• _Extract_
Tis The Season…

I did a little poll on Twitter the other day. It’s an election year in my country and it always makes me very pensive. I live on a tiny little island that is known by the whole world, influences sports, culture & music, is populated by the most amazingly talented people on the planet, but is still plagued by violence and inequity that just manages to prevent us from being the tiny paradise we have the potential to become. In my opinion, our politics plays the biggest role in hindering that progress and I have yet to see the potential for meaningful, sustainable change or a suitable transformational leader to guide that change.

You see, the issues that we have are systemic ones. They cannot be fixed by the actions of a few or even of many of the citizens. They require concerted effort, legislation and law enforcement. But we hover on the edge of this possibility because there has yet to be an administration that has the will to make the changes necessary. There are too many dirty hands and skeletons in closets. The root of our issues goes too deep into our social, political and cultural landscape. To bring true change would likely mean the complete dismantling of our system of government. Too much of our population exists below the poverty line and our minimum wage prevents anyone from improving their circumstances. Middle income wages barely do that so everyone remains precariously perched at the level they are born into while bearing the demanding weight of the upper classes to whom we are expected to give our time, our labour and then bequeath our status to our children to build and secure the wealth of the future generations of the haves.

• _Task a_
Write out the whole post about election-year politics without changing anything.
The post and the records are unrelated material.

• _Data for processing_
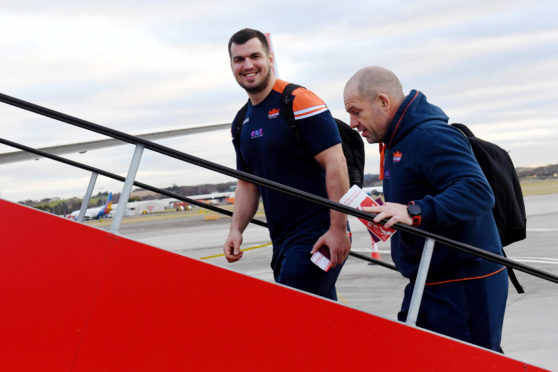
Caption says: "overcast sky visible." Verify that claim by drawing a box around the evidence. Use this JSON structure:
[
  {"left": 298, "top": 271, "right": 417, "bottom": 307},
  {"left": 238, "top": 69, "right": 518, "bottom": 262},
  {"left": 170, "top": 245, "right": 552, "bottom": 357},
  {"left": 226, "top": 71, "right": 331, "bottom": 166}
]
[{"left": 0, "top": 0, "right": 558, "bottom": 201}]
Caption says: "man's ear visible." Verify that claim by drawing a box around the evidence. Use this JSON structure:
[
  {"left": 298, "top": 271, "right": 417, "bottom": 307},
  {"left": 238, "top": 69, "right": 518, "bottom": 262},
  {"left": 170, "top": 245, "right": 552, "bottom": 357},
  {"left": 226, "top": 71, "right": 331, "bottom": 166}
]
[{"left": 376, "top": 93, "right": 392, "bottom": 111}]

• _Task b_
List each line of the records in which the word "that" appears.

• _Correct answer a_
Tis The Season…

I did a little poll on Twitter the other day. It’s an election year in my country and it always makes me very pensive. I live on a tiny little island that is known by the whole world, influences sports, culture & music, is populated by the most amazingly talented people on the planet, but is still plagued by violence and inequity that just manages to prevent us from being the tiny paradise we have the potential to become. In my opinion, our politics plays the biggest role in hindering that progress and I have yet to see the potential for meaningful, sustainable change or a suitable transformational leader to guide that change.

You see, the issues that we have are systemic ones. They cannot be fixed by the actions of a few or even of many of the citizens. They require concerted effort, legislation and law enforcement. But we hover on the edge of this possibility because there has yet to be an administration that has the will to make the changes necessary. There are too many dirty hands and skeletons in closets. The root of our issues goes too deep into our social, political and cultural landscape. To bring true change would likely mean the complete dismantling of our system of government. Too much of our population exists below the poverty line and our minimum wage prevents anyone from improving their circumstances. Middle income wages barely do that so everyone remains precariously perched at the level they are born into while bearing the demanding weight of the upper classes to whom we are expected to give our time, our labour and then bequeath our status to our children to build and secure the wealth of the future generations of the haves.

• _Correct answer b_
Caption says: "overcast sky visible." Verify that claim by drawing a box around the evidence. Use this JSON structure:
Caption says: "man's ear visible." Verify that claim by drawing a box around the evidence. Use this JSON structure:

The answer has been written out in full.